In July 2008, Deutsche Telekom began using a TV and cinema advertisement centred on his Britain's Got Talent performance. In October 2008, Paul Potts sang in Japanese TV advertisements for Ryukakusan Direct throat medicine. Potts received two nominations at the Echo Awards 2009 in Germany: Best International Male Artist and Album of the Year. He won the 2009 Echo Award for Best International Male Artist on 21 February 2009. On 22 April 2009, Potts was the guest co-host on the Australian television programme The Morning Show with Kylie Gillies. Expanding his talent to the online world, Potts performed an exclusive in-studio performance for AOL Sessions in 2009. He collaborated with Swedish singer Carola Häggkvist on her Christmas album Christmas in Bethlehem, singing "O Holy Night". Potts has appeared twice on the popular Korean Talent TV show Star King, first in 2008 and once again in 2010.

He participated in the soundtrack of the 2009 Korean historical drama Queen Seondeok, singing two major characters, Deokman and Yushin's love theme "Passo Dopo Passo" in Italian, meaning "Step by Step".

He also performed a duet with Hayley Westenra, Sei Con Me, featured in his 2009 album Passione.

Potts was in Toronto on 10 November 2010 performing a "flash opera" at the Union Subway Station to a moderately-sized crowd and finished to loud applause.

In 2013 Potts appeared on the Korean television programme Qualifying Man. Then on 9 August 2014 he appeared in Durban, South Africa alongside SA's Got Talent winner James Bhemgee and Holland's Got Talent winner Amira Willighagen.

In the summer of 2016 Potts took on two full length opera roles for the first time in his professional career. He played the role of Cavaradossi in Puccini's Tosca at Summer Sessions at Chiswick House on 15 and 16 June. Then in Hungary he played the role of Steuermann (Steersman) in Szeged Open Air Festivals' production of Richard Wagner's Der fliegende Holländer on 1 and 2 July.

In September 2017, Potts won the 320th episode of the South-Korean television music competition Immortal Songs: Singing the Legend, in a duet with .

In September 2018, Potts was the runner-up on King of Mask Singer as "Justice Bao".

===Other appearances===
In 2019, Potts competed in America's Got Talent: The Champions, reaching the final 12, but did not secure a place among the top 5 finalists.

In 2022, he competed in The Masked Singer (German TV series) season 6 as a koala: he was eliminated in the third show.

• Problems and tasks
• 1. Reproduce word for word the part of the Paul Potts text starting with "He also performed" and going on through "winner Amira Willighagen.".
• 2. Decide whether each statement agrees with the Paul Potts text. Answer yes or no for each, and quote the words from the text that decide it.
(a) Potts won the 2009 Echo Award for Best International Male Artist.
(b) Potts sang "O Holy Night" on a Christmas album by Hayley Westenra.
(c) In America's Got Talent: The Champions, Potts placed among the top 5 finalists.

• Dataset records
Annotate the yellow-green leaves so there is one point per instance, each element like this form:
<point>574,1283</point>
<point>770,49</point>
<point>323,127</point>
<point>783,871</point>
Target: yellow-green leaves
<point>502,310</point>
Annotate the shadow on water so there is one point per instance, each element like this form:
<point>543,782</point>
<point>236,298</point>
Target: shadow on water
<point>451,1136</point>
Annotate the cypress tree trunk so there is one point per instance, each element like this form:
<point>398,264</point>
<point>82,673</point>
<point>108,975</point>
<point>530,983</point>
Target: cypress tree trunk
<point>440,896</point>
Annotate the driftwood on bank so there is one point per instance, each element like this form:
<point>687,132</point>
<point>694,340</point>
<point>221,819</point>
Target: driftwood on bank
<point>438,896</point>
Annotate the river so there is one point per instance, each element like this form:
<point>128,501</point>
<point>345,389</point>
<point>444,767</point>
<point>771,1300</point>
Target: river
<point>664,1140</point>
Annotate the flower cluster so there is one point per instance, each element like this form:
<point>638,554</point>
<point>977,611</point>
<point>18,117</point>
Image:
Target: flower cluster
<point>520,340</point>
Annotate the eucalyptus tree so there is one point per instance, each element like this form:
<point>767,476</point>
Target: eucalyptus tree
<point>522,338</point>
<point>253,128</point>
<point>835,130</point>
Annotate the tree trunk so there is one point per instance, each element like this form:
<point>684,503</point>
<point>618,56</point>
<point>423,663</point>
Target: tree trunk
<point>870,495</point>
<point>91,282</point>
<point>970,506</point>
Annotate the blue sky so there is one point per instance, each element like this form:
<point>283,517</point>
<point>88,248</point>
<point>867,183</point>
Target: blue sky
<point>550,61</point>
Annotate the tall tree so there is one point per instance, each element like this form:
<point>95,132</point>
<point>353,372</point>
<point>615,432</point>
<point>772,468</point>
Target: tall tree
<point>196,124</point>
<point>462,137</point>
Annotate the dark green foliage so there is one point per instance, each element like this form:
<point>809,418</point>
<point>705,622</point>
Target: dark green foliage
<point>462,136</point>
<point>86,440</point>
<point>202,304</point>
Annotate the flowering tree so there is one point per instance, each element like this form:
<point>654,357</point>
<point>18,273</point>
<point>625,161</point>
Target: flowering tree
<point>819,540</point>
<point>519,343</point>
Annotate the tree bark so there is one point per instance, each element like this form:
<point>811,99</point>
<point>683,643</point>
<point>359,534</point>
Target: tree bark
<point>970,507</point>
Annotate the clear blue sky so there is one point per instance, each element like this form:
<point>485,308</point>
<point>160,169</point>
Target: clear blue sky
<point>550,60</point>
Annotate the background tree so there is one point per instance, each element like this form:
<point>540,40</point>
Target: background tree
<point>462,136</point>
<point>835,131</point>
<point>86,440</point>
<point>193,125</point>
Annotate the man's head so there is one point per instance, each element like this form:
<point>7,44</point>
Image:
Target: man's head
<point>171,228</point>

• Numbered responses
• 1.
He also performed a duet with Hayley Westenra, Sei Con Me, featured in his 2009 album Passione.

Potts was in Toronto on 10 November 2010 performing a "flash opera" at the Union Subway Station to a moderately-sized crowd and finished to loud applause.

In 2013 Potts appeared on the Korean television programme Qualifying Man. Then on 9 August 2014 he appeared in Durban, South Africa alongside SA's Got Talent winner James Bhemgee and Holland's Got Talent winner Amira Willighagen.

• 2.
(a) Yes: "He won the 2009 Echo Award for Best International Male Artist on 21 February 2009."
(b) No: "He collaborated with Swedish singer Carola Häggkvist on her Christmas album Christmas in Bethlehem, singing "O Holy Night"."
(c) No: "reaching the final 12, but did not secure a place among the top 5 finalists."